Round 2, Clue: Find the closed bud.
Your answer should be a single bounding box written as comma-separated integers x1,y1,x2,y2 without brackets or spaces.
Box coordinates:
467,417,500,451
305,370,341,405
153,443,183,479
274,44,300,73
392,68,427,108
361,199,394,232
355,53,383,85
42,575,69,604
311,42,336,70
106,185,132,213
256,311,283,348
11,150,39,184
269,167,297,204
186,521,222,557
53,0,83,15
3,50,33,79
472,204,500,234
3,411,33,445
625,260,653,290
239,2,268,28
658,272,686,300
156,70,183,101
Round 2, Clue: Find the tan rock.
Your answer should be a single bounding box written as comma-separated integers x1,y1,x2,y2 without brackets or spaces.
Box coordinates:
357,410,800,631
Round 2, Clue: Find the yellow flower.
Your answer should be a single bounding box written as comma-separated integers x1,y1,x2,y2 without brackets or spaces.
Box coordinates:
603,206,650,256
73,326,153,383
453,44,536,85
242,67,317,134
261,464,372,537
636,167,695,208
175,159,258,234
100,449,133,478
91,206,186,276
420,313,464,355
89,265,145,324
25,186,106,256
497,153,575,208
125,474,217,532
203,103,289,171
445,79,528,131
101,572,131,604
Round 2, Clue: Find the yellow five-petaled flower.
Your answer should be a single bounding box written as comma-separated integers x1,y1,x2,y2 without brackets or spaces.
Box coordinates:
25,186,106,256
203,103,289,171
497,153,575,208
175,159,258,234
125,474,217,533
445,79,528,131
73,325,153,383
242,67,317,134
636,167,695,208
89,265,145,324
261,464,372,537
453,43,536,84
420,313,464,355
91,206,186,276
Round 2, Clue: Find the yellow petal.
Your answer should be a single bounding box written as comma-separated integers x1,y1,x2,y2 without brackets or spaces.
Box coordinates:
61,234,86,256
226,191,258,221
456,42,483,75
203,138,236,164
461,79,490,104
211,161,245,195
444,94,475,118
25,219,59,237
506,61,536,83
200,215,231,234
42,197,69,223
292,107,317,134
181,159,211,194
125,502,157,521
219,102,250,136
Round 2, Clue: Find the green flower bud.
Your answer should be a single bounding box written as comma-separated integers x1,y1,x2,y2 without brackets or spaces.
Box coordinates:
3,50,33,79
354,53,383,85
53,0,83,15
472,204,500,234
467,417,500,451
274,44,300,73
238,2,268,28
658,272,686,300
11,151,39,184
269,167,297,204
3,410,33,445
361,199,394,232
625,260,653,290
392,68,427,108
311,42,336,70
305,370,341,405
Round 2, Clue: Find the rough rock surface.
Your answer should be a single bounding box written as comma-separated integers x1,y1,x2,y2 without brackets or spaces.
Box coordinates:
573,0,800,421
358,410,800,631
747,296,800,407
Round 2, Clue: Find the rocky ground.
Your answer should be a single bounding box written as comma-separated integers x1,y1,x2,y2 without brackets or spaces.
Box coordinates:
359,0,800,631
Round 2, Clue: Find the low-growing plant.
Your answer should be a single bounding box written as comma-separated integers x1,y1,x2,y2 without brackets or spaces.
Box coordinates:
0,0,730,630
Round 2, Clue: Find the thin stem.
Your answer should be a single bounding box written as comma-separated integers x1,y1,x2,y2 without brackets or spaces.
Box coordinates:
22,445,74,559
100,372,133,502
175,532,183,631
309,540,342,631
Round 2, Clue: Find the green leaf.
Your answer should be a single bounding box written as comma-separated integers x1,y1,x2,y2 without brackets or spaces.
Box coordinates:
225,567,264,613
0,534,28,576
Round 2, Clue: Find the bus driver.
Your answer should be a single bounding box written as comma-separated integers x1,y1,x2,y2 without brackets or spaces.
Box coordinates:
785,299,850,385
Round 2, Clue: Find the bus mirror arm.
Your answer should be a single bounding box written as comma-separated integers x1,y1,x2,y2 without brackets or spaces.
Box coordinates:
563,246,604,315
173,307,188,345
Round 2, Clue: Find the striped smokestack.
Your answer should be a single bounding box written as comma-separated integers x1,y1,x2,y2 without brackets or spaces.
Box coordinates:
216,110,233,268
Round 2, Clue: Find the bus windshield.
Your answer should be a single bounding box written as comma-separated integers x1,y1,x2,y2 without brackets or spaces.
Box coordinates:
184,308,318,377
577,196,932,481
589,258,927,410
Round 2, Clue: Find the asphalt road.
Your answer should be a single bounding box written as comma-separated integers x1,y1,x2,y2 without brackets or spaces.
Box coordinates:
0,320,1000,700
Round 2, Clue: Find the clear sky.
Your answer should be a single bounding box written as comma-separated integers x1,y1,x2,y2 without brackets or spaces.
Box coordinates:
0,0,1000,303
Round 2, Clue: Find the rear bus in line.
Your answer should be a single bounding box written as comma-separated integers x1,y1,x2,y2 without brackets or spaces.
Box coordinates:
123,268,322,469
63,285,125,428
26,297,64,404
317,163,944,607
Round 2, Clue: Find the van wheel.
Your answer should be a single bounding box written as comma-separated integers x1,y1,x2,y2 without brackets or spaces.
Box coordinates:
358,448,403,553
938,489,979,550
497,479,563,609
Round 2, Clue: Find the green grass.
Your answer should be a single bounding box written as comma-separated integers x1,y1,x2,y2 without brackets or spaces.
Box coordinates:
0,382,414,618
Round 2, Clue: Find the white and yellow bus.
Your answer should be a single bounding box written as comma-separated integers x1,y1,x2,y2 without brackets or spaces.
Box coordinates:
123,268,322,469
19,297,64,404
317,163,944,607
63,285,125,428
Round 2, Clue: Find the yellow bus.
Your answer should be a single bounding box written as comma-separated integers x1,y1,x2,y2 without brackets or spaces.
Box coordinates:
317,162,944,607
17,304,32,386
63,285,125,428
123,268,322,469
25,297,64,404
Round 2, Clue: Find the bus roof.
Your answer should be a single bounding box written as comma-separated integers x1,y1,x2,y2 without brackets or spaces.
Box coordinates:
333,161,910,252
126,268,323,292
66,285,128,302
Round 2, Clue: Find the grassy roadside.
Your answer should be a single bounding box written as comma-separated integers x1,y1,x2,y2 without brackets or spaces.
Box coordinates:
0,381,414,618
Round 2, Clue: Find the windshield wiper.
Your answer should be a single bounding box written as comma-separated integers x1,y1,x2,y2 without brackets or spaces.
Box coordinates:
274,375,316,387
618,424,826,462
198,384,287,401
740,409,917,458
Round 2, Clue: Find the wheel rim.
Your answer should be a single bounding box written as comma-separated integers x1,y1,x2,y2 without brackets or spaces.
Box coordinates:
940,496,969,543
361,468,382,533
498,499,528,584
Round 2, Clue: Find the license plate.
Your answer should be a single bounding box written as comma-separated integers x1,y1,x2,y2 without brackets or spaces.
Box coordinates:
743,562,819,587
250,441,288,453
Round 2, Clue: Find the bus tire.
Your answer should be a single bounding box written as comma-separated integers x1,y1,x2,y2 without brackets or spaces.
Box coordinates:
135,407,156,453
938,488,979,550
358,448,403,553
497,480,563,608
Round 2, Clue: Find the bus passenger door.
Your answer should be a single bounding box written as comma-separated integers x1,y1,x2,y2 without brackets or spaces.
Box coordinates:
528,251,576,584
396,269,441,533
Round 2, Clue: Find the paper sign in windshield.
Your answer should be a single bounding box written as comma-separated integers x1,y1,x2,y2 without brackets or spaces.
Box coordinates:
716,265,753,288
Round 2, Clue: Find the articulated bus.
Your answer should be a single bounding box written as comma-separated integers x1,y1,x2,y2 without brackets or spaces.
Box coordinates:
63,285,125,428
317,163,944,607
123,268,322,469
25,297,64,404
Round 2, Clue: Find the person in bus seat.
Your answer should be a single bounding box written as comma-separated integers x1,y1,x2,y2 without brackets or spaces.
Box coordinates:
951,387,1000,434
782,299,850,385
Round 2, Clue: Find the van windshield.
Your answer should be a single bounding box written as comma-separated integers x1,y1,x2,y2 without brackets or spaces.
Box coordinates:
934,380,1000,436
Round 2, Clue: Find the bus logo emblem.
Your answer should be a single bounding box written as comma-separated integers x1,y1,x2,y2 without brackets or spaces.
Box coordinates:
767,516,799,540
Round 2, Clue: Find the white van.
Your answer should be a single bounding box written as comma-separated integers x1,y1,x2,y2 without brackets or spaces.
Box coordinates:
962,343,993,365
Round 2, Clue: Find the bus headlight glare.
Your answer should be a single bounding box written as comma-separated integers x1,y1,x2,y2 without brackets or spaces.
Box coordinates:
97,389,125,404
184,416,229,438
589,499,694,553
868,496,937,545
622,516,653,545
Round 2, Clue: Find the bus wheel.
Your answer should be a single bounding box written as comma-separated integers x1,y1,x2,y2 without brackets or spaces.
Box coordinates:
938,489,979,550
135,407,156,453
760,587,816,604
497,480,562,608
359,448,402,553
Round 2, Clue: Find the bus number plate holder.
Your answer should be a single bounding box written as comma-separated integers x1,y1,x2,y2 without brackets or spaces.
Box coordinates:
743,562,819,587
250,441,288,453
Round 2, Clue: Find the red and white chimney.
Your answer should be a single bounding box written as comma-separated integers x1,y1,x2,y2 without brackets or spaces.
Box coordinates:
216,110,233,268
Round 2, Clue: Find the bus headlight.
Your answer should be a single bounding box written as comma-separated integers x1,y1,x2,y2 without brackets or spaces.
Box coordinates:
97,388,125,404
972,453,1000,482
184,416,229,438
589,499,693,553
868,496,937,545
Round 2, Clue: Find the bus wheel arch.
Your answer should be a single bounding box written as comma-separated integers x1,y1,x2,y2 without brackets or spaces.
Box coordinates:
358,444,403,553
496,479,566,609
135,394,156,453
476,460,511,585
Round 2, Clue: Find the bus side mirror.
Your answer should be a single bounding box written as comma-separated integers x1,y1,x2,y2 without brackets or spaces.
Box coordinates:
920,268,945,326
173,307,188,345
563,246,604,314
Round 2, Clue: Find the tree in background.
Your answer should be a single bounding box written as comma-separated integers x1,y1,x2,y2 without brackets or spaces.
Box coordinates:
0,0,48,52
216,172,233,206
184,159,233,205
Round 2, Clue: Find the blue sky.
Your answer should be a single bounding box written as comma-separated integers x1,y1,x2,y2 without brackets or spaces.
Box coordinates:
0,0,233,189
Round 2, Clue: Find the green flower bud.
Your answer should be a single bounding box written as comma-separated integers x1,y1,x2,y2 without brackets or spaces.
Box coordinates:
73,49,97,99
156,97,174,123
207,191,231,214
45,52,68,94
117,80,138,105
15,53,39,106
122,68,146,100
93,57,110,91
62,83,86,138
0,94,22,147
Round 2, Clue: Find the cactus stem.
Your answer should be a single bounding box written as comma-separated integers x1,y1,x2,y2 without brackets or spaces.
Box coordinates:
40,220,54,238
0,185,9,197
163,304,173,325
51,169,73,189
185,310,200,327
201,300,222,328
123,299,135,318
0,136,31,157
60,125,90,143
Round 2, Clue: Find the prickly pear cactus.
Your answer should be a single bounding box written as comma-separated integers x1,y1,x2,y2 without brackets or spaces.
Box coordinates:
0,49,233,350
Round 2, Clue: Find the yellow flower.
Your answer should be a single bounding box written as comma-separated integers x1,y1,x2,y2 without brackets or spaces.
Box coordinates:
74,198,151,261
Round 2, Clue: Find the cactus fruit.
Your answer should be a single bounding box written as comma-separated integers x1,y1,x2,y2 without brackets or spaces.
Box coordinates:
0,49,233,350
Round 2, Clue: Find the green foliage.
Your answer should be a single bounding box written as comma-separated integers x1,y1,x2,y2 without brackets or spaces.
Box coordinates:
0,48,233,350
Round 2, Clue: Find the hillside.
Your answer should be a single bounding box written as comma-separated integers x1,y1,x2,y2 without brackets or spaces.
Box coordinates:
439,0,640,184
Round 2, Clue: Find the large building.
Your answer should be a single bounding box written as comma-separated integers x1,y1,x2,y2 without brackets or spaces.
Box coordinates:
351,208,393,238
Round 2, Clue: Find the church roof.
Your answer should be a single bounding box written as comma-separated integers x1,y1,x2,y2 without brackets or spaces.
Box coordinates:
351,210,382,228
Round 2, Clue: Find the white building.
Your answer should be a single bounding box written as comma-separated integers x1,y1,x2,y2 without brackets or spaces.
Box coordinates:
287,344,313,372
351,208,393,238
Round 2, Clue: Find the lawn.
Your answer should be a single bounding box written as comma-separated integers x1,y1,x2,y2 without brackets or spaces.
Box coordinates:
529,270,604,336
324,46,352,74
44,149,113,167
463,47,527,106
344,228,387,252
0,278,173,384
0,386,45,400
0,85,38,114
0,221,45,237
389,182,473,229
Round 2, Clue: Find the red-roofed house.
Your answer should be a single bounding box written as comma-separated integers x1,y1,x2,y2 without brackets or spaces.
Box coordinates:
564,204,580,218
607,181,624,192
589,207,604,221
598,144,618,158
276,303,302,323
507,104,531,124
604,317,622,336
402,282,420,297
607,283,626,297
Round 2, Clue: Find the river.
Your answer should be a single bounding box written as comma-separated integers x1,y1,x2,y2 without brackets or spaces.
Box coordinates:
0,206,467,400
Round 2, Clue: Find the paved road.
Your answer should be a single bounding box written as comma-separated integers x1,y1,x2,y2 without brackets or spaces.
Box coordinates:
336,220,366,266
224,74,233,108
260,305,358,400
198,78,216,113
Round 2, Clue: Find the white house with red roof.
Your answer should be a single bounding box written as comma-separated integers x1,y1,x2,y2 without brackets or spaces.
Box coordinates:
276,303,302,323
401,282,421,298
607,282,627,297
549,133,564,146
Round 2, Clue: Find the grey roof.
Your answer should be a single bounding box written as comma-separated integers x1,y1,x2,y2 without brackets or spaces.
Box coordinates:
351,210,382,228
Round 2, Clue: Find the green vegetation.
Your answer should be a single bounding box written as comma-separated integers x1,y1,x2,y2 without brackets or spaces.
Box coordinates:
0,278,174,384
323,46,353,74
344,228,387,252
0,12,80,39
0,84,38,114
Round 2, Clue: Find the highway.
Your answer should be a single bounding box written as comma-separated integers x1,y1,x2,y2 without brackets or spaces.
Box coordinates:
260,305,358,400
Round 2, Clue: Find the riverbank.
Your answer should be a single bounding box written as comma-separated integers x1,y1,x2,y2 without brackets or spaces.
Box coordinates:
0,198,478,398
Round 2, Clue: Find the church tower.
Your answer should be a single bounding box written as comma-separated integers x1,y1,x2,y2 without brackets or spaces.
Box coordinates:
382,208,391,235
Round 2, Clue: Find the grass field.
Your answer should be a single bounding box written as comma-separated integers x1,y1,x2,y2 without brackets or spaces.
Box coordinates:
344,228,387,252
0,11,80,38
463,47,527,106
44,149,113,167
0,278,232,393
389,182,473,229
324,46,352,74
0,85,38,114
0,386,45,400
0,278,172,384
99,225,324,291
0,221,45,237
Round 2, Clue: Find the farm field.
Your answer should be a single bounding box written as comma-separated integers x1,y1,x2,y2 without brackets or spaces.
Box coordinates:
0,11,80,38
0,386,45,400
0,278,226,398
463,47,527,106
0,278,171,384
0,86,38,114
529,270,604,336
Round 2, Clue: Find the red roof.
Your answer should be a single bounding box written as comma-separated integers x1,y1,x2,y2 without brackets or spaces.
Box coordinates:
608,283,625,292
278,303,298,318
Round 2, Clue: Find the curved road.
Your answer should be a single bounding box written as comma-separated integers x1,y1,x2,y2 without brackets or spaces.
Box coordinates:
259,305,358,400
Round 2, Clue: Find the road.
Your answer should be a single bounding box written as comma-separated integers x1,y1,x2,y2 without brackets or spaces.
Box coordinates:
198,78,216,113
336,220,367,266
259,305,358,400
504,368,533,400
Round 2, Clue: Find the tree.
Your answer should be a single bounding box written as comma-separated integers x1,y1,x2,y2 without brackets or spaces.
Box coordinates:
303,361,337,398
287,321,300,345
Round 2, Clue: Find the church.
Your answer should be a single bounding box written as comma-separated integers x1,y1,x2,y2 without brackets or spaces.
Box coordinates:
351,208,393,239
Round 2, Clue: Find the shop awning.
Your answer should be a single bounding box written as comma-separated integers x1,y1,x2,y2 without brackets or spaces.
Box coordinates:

========================================================================

### SHORT PROBLEM
In the records above, give the lines from the one containing "Round 2, Clue: Find the grey roof." up to and including the one containing "0,84,38,114" as a numbered list, leaving out any blank lines.

### THE RESPONSE
1. Round 2, Clue: Find the grey roof.
2. Your answer should be a single bounding box written as comma-separated integers x1,y1,x2,y2 without brackets or spaces.
3. Box coordinates:
4. 351,210,382,228
5. Round 2, Clue: Find the green vegetation.
6. Your answer should be a single bounding box written as comma-separated integers x1,y1,x2,y2 without brackets or spaces.
7. Box coordinates:
8. 0,278,174,384
9. 323,46,353,74
10. 344,228,387,252
11. 0,12,80,39
12. 0,84,38,114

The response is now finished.